Short exercise:
Collect every line of the rows below that contains the string "sweater", matching case exactly.

The records:
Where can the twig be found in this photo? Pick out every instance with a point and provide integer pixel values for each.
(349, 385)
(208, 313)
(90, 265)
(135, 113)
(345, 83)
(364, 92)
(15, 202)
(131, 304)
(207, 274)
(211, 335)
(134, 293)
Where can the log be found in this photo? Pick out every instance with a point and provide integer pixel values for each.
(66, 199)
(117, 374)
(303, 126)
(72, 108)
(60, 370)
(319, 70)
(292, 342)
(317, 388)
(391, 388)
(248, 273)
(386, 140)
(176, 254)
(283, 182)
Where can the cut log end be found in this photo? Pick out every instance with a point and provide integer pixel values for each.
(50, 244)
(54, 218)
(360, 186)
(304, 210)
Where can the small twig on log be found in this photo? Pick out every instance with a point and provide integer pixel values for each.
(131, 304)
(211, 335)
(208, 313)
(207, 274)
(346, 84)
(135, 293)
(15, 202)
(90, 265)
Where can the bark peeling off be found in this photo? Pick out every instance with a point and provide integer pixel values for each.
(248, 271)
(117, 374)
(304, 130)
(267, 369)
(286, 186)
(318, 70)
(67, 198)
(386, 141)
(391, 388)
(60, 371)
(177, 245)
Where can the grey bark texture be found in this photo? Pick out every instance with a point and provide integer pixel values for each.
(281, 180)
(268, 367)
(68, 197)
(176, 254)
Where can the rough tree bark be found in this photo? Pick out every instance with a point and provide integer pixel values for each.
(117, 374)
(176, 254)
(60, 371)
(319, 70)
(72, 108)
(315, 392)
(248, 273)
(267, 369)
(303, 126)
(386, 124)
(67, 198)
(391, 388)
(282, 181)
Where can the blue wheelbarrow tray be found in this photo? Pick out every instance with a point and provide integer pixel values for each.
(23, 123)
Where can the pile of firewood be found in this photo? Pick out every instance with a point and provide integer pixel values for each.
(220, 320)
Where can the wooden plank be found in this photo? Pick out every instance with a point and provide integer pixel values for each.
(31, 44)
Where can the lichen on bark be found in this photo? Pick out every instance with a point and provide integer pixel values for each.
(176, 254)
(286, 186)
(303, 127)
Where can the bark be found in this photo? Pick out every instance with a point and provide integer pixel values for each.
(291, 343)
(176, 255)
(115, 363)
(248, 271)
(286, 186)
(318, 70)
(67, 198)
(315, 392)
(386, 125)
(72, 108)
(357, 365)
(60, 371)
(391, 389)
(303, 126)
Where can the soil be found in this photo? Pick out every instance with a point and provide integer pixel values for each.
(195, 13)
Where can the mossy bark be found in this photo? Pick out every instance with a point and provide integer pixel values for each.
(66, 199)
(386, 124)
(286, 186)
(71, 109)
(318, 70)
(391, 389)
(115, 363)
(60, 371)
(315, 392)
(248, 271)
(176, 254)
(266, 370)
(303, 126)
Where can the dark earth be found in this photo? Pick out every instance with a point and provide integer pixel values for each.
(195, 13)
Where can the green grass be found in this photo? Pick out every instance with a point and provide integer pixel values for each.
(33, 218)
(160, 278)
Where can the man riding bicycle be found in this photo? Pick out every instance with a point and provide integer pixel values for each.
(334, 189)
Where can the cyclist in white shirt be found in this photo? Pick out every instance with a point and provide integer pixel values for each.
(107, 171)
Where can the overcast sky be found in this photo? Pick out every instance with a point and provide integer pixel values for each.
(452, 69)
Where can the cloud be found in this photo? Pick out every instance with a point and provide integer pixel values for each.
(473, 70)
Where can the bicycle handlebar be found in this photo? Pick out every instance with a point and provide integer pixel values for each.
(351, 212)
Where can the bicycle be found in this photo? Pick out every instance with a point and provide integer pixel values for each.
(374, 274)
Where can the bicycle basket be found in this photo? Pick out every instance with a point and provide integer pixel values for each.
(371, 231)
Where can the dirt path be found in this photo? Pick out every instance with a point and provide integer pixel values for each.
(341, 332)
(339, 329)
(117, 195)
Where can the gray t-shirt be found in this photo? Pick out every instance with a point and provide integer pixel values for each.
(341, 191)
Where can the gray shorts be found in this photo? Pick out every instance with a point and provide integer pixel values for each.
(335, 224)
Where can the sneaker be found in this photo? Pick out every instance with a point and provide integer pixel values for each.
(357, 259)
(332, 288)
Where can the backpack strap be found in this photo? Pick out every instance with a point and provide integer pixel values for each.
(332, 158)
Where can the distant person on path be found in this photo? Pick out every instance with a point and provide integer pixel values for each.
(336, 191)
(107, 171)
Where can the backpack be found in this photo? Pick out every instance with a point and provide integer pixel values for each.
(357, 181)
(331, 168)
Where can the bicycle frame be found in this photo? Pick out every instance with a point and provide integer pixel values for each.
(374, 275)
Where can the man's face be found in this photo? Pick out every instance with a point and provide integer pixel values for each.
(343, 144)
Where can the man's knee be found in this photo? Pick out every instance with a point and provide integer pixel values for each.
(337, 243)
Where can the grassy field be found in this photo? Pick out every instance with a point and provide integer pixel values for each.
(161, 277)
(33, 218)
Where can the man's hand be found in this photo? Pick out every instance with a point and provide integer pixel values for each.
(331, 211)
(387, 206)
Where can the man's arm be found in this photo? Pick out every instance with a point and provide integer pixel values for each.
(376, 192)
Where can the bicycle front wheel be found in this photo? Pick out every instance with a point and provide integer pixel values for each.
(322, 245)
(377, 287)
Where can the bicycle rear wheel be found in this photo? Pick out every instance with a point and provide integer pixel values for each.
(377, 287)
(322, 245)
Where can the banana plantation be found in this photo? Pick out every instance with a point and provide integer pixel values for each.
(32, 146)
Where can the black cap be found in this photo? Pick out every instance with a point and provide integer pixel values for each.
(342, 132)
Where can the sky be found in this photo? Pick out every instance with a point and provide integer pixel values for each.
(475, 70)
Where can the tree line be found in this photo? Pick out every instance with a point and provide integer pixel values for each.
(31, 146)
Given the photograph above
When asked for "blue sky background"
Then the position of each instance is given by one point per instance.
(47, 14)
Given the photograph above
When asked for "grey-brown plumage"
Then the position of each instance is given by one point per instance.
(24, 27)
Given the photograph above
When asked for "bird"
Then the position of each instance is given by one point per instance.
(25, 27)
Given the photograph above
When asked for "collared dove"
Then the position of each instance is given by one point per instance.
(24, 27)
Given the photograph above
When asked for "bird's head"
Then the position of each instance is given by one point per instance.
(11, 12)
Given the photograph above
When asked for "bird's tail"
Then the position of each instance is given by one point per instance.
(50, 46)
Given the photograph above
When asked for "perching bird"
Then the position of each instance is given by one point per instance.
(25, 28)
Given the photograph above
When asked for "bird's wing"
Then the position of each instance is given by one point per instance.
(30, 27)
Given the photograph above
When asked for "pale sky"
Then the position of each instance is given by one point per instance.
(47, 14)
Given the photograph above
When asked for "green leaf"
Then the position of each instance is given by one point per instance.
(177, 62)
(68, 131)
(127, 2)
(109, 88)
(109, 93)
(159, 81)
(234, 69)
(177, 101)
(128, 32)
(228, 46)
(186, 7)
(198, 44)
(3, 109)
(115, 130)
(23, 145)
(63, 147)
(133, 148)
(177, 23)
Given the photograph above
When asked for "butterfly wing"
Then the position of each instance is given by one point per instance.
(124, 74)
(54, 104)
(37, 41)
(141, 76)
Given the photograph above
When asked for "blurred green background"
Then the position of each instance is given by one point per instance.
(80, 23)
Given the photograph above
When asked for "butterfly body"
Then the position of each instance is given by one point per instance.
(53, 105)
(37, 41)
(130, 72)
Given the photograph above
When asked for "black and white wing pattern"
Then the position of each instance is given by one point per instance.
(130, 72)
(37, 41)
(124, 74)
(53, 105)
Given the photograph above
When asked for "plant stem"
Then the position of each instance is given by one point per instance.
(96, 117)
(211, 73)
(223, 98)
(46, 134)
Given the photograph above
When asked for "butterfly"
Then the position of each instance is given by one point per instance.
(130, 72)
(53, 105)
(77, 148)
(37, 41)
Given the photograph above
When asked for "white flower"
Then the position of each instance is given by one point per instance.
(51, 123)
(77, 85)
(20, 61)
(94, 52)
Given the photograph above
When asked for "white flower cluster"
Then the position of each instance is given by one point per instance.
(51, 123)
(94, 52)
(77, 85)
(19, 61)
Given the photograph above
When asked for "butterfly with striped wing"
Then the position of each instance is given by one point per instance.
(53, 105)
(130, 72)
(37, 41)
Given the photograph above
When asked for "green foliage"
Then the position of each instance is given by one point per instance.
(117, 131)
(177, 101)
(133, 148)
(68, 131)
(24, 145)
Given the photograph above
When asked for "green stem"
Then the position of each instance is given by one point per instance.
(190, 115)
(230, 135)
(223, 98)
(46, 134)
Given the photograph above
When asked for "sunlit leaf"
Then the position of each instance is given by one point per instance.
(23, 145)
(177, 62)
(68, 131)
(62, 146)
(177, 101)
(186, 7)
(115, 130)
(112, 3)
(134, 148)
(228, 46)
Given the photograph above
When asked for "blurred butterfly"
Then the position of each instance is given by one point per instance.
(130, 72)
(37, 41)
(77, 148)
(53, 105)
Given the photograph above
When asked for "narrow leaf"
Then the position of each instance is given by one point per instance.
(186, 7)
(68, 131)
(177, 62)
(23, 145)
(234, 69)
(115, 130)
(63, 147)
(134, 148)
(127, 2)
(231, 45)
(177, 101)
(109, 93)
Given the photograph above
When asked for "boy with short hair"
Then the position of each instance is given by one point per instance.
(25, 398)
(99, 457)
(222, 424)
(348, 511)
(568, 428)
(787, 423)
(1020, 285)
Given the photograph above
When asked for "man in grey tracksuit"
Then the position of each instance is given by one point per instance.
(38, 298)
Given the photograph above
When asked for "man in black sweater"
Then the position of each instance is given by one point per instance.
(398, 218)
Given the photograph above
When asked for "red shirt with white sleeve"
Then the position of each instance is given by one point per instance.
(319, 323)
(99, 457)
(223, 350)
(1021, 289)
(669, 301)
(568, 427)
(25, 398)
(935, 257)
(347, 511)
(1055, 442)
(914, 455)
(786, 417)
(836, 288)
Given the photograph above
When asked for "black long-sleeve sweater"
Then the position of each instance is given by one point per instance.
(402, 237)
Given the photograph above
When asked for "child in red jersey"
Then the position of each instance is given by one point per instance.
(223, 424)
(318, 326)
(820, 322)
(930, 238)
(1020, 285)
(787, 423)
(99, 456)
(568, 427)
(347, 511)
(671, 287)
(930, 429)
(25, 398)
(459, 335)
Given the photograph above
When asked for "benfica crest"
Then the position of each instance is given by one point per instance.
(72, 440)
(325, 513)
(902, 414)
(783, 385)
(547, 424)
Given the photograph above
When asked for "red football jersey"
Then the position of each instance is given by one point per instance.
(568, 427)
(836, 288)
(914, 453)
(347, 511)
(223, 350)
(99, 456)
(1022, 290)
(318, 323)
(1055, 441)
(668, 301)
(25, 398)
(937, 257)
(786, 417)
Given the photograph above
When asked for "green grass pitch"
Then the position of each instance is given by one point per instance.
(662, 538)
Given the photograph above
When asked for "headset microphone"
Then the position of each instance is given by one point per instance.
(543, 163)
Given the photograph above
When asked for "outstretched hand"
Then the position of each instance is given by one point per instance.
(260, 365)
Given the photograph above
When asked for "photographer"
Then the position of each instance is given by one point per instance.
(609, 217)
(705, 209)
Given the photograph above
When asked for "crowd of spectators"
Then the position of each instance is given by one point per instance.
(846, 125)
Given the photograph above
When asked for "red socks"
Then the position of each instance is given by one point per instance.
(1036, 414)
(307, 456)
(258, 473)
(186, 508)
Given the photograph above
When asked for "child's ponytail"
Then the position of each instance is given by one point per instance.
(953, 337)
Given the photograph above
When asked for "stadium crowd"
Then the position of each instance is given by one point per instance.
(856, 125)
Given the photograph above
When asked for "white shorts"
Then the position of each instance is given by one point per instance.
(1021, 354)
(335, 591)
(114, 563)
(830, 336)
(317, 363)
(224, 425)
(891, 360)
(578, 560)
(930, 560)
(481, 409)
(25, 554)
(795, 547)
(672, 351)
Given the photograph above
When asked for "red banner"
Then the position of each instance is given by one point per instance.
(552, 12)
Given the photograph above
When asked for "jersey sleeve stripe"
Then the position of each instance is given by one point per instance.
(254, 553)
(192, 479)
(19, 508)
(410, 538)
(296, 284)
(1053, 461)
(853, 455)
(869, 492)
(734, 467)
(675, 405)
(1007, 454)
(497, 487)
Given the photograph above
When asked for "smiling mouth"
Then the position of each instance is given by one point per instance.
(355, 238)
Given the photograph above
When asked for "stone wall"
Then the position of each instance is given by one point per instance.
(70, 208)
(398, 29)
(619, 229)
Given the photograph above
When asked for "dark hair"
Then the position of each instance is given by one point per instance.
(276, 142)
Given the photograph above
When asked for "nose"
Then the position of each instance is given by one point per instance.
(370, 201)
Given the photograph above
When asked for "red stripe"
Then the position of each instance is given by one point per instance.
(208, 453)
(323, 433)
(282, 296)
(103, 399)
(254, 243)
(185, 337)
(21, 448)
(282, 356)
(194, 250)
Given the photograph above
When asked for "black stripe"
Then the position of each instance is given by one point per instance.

Answer below:
When asked for "man in black sweater"
When asked for "black long-sleeve sweater"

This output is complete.